• PROVIDED TEXT:
INCOME TAX APPELLATE TRIBUNAL, DELHI

ITA No. 4913/Del/2011 – A.Y. : 2008-09

Asstt. Commissioner of Income Tax(TDS),

vs.

M/s Idea Cellular Limited

ORDER

This appeal by the Revenue is directed against the order of the Ld. Commissioner of Income Tax (Appeals), Ghaziabad dated 30.8.2011 pertaining to assessment year 2008-09.

2. The grounds of appeal read as under:-

“1.1 The Ld. CIT(A) has erred on facts and in law in cancelling the order dated 31.03.2009 passed by the ITO(TDS), Noida and in directing that provisions contained in section 194C is applicable on the payment made by M/s Idea Cellular Limited for hiring of buses, ignoring the fact of the case that the deductor company is liable to deduct the tax u/s 194 I at the rate of 10% for hiring of buses in view of amendment made u/s 194 I w.e.f. 01.06.2007.

1.2 In directing so, CIT(A) has failed to appreciate the following:-

i) The payment was made essentially for hiring of buses which were given in exclusive possession and use of the assessee for a fixed tenure. The name of the assessee and route printed on buses, clearly establish above fact.

ii) The assessee, being the hirer was not only in exclusive possession of the vehicle, but could also use them in the manner it wanted and no other person could use them during the tenancy period.

iii) Section 194 I (a) (introduced w.e.f. 01.06.2007) is applicable and the Board Circular No. 558 (dated 28.3.1990) is not applicable as it was issued prior to the introduction of section 194 I. The case of the assessee is distinguishable in as much as in the instant case the vehicles had been given on hire for exclusive possession and use of the assessee whereas the Circular No. 558 speaks of cases where part time possession of buses i.e. 14 hour/ day were provided to the transport authorities.

iv) The learned CIT (A) has erred in law and on facts in holding that the AO action in covering such hiring of buses u/s 194-1 has indirectly with the help of section 43 and there is no specific mention in the amended clause of section 194-1, whereas provisions (a) of section 194-I clearly mention ‘ten percent for the use of any machinery or plant or equipment’ and section 43(3) provides inclusion of vehicle under plant. Thus the AO has applied the provisions of section 194-I read with section 43(3) of the Income Tax Act.

v) The Hon’ble Apex Court in the case of M/s Associated Hotels & India Limited Vs. R. N. Kapoor (AIR 1959 S’. L 262) have laid down certain tests for determination for tenancy. The third test therein states that if under the documents, a party gets exclusive possession of the property, prima facie he will be considered as tenant. In the instant case, exclusive possession of the buses were given to the assessee and hence section 194-I is applicable on the entire payments.”

• TASK BRIEF: Retype the tribunal order word for word, starting at the words "Asstt. Commissioner of" and ending after "assessment year 2008-09.".

• SUPPLIED INFORMATION:
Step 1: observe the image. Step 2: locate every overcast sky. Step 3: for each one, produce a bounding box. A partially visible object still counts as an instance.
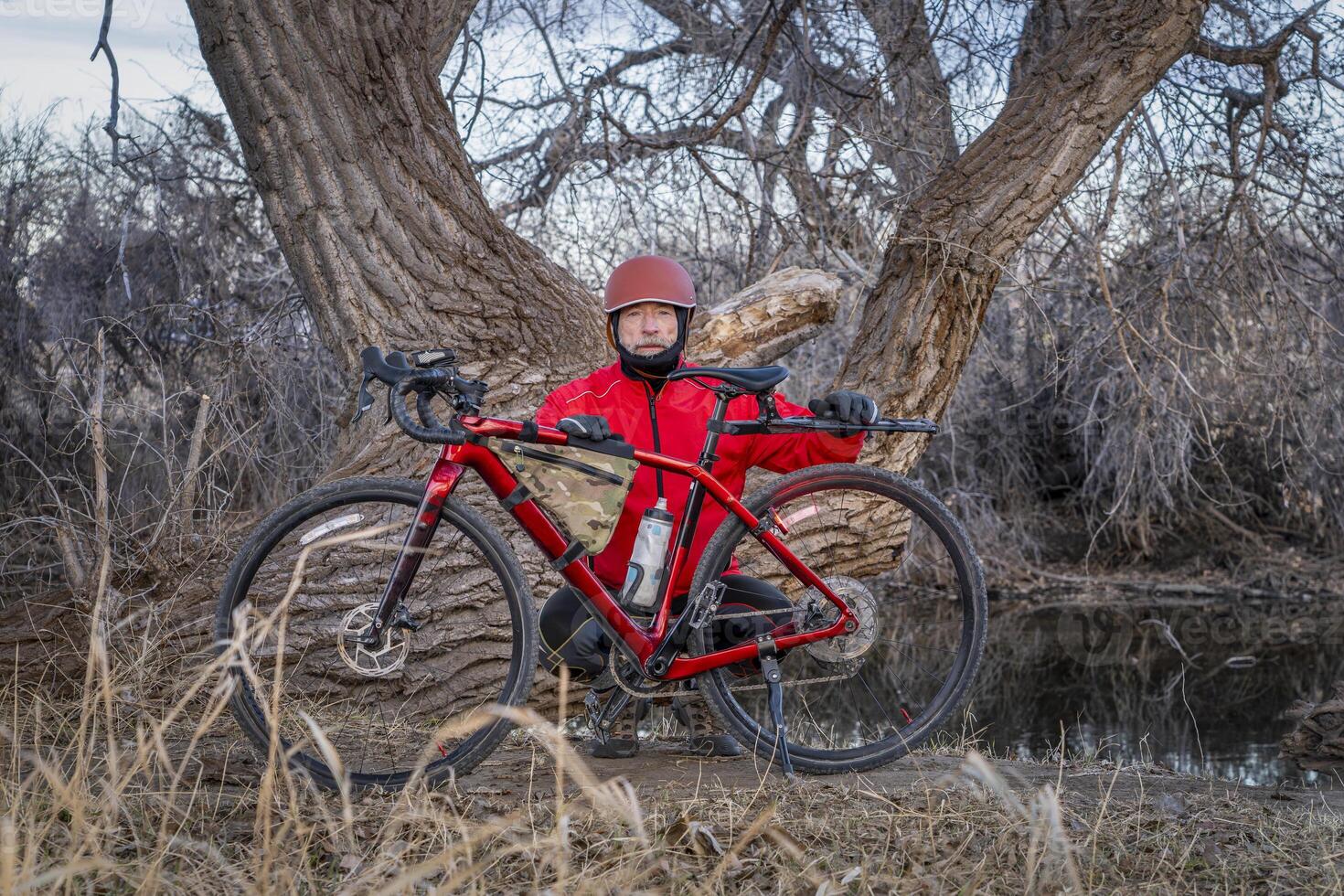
[0,0,219,128]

• TASK ANSWER:
Asstt. Commissioner of Income Tax(TDS),

vs.

M/s Idea Cellular Limited

ORDER

This appeal by the Revenue is directed against the order of the Ld. Commissioner of Income Tax (Appeals), Ghaziabad dated 30.8.2011 pertaining to assessment year 2008-09.